WHAT YOU ARE ASKED TO DO - Print every line exactly as it appears in the material below.

╔══

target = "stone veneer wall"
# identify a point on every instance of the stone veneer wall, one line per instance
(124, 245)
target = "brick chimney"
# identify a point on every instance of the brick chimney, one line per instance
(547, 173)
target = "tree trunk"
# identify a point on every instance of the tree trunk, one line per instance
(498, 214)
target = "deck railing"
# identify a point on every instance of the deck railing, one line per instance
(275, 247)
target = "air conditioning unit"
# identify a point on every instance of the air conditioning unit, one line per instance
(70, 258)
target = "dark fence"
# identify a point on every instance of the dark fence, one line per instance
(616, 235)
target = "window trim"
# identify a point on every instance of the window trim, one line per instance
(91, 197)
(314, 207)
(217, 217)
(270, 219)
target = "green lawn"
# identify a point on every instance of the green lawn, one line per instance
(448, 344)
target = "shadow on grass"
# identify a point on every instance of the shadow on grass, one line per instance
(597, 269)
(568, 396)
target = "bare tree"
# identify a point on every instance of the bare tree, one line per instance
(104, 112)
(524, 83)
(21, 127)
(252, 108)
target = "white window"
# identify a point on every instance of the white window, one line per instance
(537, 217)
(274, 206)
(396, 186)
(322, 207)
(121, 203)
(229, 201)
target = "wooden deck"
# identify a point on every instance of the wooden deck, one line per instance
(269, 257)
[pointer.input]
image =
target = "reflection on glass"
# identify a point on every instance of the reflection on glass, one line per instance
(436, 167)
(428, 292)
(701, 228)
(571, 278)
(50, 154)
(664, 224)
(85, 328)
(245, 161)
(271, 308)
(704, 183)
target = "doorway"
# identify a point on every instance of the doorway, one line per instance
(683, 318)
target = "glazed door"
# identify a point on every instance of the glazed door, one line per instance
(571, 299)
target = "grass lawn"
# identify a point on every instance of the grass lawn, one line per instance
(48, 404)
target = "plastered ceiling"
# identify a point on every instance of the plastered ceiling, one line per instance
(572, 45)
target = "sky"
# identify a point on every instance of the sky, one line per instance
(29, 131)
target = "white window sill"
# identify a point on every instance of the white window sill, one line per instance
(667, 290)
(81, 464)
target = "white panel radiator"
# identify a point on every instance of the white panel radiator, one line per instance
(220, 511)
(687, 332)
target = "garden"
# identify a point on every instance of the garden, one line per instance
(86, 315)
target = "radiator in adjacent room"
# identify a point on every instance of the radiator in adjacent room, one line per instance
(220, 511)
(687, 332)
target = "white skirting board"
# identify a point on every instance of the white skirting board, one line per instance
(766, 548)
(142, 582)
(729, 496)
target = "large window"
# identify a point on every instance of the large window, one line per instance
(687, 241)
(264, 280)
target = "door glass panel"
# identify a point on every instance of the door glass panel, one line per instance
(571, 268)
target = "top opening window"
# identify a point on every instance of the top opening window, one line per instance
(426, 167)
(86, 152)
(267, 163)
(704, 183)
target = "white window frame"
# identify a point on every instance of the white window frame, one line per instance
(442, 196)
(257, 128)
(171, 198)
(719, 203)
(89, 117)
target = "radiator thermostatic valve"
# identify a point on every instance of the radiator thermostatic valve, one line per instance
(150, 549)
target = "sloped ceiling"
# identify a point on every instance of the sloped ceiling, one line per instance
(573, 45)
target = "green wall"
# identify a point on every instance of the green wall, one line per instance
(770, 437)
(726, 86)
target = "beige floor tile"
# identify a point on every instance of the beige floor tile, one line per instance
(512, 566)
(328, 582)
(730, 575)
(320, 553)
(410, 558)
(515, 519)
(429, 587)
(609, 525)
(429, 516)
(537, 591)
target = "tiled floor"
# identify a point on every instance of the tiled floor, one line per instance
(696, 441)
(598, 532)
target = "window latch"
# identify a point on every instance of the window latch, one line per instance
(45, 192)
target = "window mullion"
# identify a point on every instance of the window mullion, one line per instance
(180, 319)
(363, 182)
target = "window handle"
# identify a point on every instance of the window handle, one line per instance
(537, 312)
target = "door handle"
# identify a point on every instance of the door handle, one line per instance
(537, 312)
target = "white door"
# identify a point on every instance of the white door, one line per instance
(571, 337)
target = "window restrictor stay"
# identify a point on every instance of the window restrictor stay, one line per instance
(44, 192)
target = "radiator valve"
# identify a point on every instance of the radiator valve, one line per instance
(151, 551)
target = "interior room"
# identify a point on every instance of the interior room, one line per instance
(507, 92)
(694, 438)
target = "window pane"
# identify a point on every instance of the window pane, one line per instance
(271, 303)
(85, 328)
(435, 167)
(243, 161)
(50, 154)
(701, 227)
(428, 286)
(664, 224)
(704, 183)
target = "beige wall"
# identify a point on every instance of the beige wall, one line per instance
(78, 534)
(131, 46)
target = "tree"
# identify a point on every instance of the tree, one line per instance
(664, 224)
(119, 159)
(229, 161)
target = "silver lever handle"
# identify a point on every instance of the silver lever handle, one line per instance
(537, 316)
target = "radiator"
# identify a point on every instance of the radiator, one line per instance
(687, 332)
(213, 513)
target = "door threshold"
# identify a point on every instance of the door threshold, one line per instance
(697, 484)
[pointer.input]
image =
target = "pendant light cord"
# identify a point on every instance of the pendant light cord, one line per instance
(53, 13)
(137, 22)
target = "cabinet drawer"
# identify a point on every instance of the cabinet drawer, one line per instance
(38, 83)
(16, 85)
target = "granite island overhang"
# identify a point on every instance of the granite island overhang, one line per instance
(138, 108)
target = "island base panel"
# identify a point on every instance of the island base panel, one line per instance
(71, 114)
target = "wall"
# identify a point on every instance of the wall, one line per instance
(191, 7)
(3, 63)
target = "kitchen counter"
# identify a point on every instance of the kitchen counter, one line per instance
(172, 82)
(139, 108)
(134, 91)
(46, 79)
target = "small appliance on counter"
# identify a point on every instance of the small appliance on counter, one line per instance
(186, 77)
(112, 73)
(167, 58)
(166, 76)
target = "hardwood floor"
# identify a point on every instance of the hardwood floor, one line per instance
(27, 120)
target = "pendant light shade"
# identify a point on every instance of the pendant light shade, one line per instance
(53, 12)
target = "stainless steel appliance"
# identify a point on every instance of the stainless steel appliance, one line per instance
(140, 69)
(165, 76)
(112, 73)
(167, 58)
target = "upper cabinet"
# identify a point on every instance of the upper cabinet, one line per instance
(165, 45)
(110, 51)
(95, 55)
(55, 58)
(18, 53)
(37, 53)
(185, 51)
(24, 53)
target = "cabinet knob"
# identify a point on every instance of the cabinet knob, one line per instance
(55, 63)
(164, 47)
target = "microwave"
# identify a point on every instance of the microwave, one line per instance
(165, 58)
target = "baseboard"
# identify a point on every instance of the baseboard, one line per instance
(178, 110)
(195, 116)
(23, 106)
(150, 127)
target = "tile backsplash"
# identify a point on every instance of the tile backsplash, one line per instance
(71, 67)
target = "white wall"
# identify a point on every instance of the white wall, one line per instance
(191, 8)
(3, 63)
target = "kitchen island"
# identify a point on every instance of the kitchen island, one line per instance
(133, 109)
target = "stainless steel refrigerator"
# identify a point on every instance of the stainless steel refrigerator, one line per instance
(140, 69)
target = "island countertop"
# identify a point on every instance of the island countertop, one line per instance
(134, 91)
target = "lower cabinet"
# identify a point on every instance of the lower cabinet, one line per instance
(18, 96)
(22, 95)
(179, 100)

╚══

TASK OUTPUT -
target = "stone veneer wall"
# identify a point on every instance of the stone veneer wall, one line per instance
(124, 245)
target = "brick chimney"
# identify a point on every instance of the brick chimney, one line per instance
(547, 173)
target = "tree trunk"
# identify a point on every instance of the tree trunk, one line per instance
(498, 214)
target = "deck railing"
# identify a point on every instance of the deck railing, one line per instance
(275, 247)
target = "air conditioning unit"
# identify a point on every instance of the air conditioning unit, one line per instance
(70, 258)
target = "dark fence"
# identify a point on every instance of the dark fence, one line per instance
(616, 235)
target = "window trim"
# identify a point on every instance of the window trim, one line per instance
(91, 197)
(314, 207)
(217, 217)
(270, 219)
target = "green lawn"
# identify a point on every instance of the green lawn, one line per instance
(448, 344)
target = "shadow on grass"
# identify a point on every instance of the shadow on grass, one line per instance
(597, 269)
(568, 396)
target = "bare tree"
# identify a point on every instance of the bare tree, one line per instance
(104, 112)
(524, 83)
(21, 127)
(252, 108)
target = "white window"
# identify a point on every instance of the white window, one line per instance
(537, 217)
(274, 206)
(396, 186)
(322, 207)
(121, 203)
(229, 201)
target = "wooden deck"
# identify a point on every instance of the wooden deck, one line per instance
(269, 257)
[pointer.input]
image =
target = "reflection on glass"
# identify a point on every instance of the reflection on glass, one line per instance
(436, 167)
(428, 292)
(701, 228)
(571, 278)
(50, 154)
(664, 224)
(85, 328)
(245, 161)
(271, 308)
(704, 183)
target = "doorway"
# identify a point on every instance of the doorway, one line per instance
(683, 318)
target = "glazed door"
# identify a point on every instance of the glazed door, one line per instance
(571, 299)
target = "grass lawn"
# identify a point on every instance of the grass lawn, one line per instance
(48, 404)
target = "plastered ceiling"
# identify a point on every instance of the plastered ceiling, one line per instance
(572, 45)
target = "sky"
# identify a point on every instance of the sky, one line per instance
(29, 131)
target = "white window sill"
# identify a point on every instance of the white window sill, one line per instance
(667, 290)
(81, 464)
target = "white panel radiator"
# identify a point on every instance of the white panel radiator, one line per instance
(220, 511)
(687, 332)
target = "garden"
# identify a point on every instance of the garden, one line per instance
(86, 315)
target = "radiator in adjacent room"
# identify a point on every instance of the radiator in adjacent room, one line per instance
(220, 511)
(687, 332)
target = "white skirting board"
# identify a point on every instance of the white skirting board, one line per instance
(766, 548)
(142, 582)
(729, 496)
target = "large window"
# identify a point on every instance of the large window, one line per instance
(687, 241)
(264, 280)
target = "door glass panel"
# identify a point on every instance of the door glass panel, one line per instance
(571, 268)
target = "top opening window"
# identify a point on every instance of the top opening window, one line per instance
(426, 167)
(86, 152)
(267, 163)
(704, 183)
target = "white window frame"
# identify a point on every instance of the white window frame, one line per instance
(442, 196)
(257, 128)
(171, 198)
(719, 203)
(89, 117)
target = "radiator thermostatic valve"
# identify a point on every instance of the radiator thermostatic valve, one line per instance
(150, 549)
target = "sloped ceiling"
# identify a point on every instance of the sloped ceiling, one line per instance
(573, 45)
target = "green wall"
# identify a point on every instance of the green wall, one line per instance
(770, 437)
(726, 86)
target = "beige floor tile"
# identify a point on every instance of the beige floor tile, one line per instance
(512, 566)
(328, 582)
(730, 575)
(320, 553)
(410, 558)
(515, 519)
(429, 587)
(609, 525)
(429, 516)
(537, 591)
target = "tiled floor"
# identify a point on every instance of the tiled floor, one line per instance
(696, 441)
(598, 532)
target = "window latch"
# identify a point on every instance of the window latch, one line per instance
(45, 192)
target = "window mullion"
# identify a point on every instance of the window mullion, one line per instance
(180, 319)
(363, 182)
target = "window handle"
# identify a point on every instance of the window handle, one line per instance
(537, 312)
target = "door handle"
# identify a point on every instance of the door handle, one line per instance
(537, 312)
target = "white door"
# identify a point on every instance of the white door, one line per instance
(571, 337)
target = "window restrictor stay"
# identify a point on every instance of the window restrictor stay, one line per instance
(44, 192)
target = "radiator valve"
# identify a point on every instance of the radiator valve, one line per instance
(151, 551)
target = "interior room"
# identify a point on every instance of the interior room, one line per instance
(507, 92)
(694, 438)
target = "window pane"
# identify a point on every instance of the window pane, one line per instance
(271, 303)
(85, 328)
(435, 167)
(243, 161)
(50, 154)
(701, 227)
(428, 286)
(664, 224)
(704, 183)
target = "beige wall"
# identify a point on every instance of the beige wall, one line per instance
(78, 534)
(131, 46)
target = "tree"
# identify a point on every instance of the tree, one line per instance
(664, 224)
(119, 159)
(229, 161)
target = "silver lever handle"
# identify a point on every instance of the silver lever handle, one line per instance
(537, 316)
target = "radiator"
# identify a point on every instance of the radiator, one line per instance
(687, 332)
(213, 513)
target = "door threshold"
# identify a point on every instance of the door threshold, one line per instance
(697, 484)
[pointer.input]
image =
target = "pendant light cord"
# identify a point on every instance of the pendant light cord, one line per instance
(53, 13)
(137, 22)
target = "cabinet drawer"
# identify a point on every instance of the cabinet drawer, one line per instance
(38, 83)
(16, 85)
target = "granite island overhang"
# identify a point on every instance of the granite island overhang, one line per instance
(138, 108)
target = "island base panel"
# identify a point on every instance of the island base panel, one line per instance
(71, 114)
target = "wall"
# identify a point on every instance of the wall, one line per instance
(191, 7)
(3, 63)
target = "kitchen counter"
# identify a point on every instance of the kitchen counter, one line per instance
(172, 82)
(139, 108)
(134, 91)
(46, 79)
target = "small appliance on counter"
# identify a point on every instance of the small appliance on counter, one line per instance
(186, 77)
(112, 73)
(167, 58)
(166, 76)
target = "hardwood floor"
# identify a point on every instance of the hardwood floor, one line per instance
(27, 120)
target = "pendant light shade"
# identify a point on every instance of the pendant light shade, one line per instance
(53, 12)
target = "stainless steel appliance"
# identify a point on every instance of the stainless steel appliance, one line per instance
(140, 69)
(165, 76)
(112, 73)
(167, 58)
target = "upper cabinet"
# identify a point on every instance of the upper cabinet, one line per instance
(165, 45)
(110, 51)
(95, 55)
(55, 58)
(18, 53)
(37, 53)
(185, 51)
(24, 53)
target = "cabinet knob"
# identify a point on every instance of the cabinet knob, one line per instance
(55, 63)
(164, 47)
target = "microwave"
# identify a point on every instance of the microwave, one line per instance
(165, 58)
target = "baseboard"
# identify a point on every instance of the baseboard, one line per instance
(178, 110)
(195, 116)
(23, 106)
(150, 127)
target = "tile backsplash"
# identify a point on every instance of the tile backsplash, one line per instance
(71, 67)
target = "white wall"
# identify a point on every instance of the white wall, one line per instance
(191, 8)
(3, 63)
target = "kitchen island"
# identify a point on every instance of the kitchen island, one line per instance
(133, 109)
target = "stainless steel refrigerator"
# identify a point on every instance of the stainless steel refrigerator, one line per instance
(140, 69)
target = "island countertop"
# identify a point on every instance of the island countertop, one line per instance
(134, 91)
target = "lower cabinet"
# identify a point on every instance of the lower cabinet, one line per instance
(18, 96)
(22, 95)
(179, 100)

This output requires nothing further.